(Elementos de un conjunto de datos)
----

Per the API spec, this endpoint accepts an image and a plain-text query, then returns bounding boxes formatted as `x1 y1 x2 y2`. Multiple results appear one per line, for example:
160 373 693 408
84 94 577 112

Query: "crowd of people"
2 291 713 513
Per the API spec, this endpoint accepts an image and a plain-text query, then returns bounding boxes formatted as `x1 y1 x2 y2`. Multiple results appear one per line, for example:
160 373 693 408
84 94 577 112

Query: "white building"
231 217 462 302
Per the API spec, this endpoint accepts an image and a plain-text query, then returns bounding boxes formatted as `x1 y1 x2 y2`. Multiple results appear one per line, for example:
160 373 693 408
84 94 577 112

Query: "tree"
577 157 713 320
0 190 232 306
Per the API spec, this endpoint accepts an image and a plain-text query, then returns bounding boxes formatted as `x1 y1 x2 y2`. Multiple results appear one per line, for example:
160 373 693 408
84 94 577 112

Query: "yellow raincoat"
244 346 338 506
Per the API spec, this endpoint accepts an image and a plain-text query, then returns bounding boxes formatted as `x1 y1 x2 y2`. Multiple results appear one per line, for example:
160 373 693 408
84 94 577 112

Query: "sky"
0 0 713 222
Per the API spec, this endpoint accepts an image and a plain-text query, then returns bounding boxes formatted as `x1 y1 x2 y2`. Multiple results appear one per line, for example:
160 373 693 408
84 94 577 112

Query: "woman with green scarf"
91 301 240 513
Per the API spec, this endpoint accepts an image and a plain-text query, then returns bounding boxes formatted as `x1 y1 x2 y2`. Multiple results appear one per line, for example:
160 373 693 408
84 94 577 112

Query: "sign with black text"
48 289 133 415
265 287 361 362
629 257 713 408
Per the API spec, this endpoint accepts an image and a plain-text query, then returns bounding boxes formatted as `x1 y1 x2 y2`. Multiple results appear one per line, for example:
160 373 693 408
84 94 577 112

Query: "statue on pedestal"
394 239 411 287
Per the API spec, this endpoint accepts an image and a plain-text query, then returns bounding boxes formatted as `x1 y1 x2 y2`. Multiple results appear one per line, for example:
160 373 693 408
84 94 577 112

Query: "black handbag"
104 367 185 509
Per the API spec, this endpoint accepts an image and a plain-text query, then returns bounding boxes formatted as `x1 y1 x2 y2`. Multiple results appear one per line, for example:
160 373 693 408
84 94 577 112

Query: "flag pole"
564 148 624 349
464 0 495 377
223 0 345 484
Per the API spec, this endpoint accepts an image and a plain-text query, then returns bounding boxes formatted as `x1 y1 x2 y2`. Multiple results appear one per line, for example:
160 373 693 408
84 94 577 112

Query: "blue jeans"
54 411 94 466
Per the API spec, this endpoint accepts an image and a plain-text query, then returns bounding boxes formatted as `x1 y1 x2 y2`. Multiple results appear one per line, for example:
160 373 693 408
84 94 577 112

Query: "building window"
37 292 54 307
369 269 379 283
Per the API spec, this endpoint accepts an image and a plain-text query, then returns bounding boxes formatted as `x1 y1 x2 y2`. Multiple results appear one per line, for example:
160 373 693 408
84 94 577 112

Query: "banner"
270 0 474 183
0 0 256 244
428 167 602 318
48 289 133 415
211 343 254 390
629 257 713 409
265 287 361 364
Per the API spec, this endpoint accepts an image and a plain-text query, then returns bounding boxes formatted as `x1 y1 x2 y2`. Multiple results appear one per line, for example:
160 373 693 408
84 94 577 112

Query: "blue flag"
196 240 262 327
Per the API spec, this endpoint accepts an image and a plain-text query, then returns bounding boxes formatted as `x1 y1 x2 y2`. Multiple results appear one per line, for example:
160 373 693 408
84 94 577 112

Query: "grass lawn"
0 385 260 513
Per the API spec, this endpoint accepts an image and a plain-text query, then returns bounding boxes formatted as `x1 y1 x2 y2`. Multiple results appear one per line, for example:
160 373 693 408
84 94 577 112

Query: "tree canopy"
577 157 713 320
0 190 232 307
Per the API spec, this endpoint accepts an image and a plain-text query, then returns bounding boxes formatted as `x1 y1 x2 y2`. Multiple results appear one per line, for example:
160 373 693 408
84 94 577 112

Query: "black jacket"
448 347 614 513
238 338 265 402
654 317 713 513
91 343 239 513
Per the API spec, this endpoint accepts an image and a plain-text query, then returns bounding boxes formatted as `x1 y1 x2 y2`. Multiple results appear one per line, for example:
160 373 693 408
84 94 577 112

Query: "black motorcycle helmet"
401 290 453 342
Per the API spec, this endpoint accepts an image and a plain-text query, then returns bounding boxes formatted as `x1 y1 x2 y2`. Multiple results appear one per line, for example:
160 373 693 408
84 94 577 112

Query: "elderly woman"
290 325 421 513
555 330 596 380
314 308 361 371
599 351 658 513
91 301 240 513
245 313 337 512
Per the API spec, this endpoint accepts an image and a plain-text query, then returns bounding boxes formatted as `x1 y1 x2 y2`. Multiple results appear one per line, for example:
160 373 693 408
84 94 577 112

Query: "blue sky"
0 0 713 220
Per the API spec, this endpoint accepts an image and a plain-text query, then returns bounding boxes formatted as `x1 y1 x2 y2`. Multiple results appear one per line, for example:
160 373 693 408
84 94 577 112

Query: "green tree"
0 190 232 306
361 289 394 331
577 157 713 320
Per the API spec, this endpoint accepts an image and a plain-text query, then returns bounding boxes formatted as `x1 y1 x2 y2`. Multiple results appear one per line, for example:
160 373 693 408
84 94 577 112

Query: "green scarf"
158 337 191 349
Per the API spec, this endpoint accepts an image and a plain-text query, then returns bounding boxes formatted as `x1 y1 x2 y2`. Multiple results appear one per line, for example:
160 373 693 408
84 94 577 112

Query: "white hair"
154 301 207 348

----

Trabajo requerido: Reproduce los datos íntegros desde el inicio hasta la línea que contiene "231 217 462 302", ambos extremos incluidos, y desplaza en 21 cada número de las coordenadas de las cajas delimitadoras de las respuestas. Todo el resto del texto se mantiene sin cambios.

Respuesta escrita:
Per the API spec, this endpoint accepts an image and a plain-text query, then returns bounding boxes formatted as `x1 y1 x2 y2`. Multiple results appear one per line, for example:
160 373 693 408
84 94 577 112

Query: "crowd of people"
23 312 734 534
Per the API spec, this endpoint accepts an image and a plain-text query, then returns bounding boxes formatted as `x1 y1 x2 y2`. Multiple results appear one per line, for example:
160 373 693 408
84 94 577 112

Query: "white building"
252 238 483 323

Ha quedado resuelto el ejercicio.